--- Start PROVIDED RECORDS ---

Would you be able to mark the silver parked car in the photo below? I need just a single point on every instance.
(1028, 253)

--- End PROVIDED RECORDS ---
--- Start PROVIDED RECORDS ---

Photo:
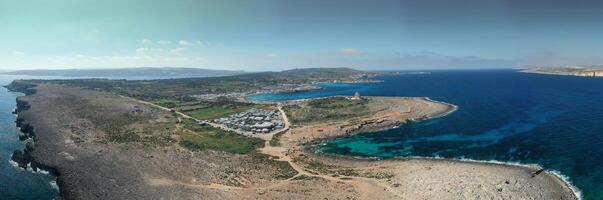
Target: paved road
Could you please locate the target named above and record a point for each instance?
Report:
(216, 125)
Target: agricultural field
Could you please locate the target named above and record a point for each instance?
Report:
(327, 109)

--- End PROVIDED RECORDS ---

» GIVEN TASK
Reproduce word for word the part of the material above that opens with the line containing "Would you be" and closes with the line containing "(1028, 253)", both of those lines included.

» ANSWER IN FULL
Would you be able to mark the silver parked car in the photo below? I need just a single point on every instance.
(1028, 253)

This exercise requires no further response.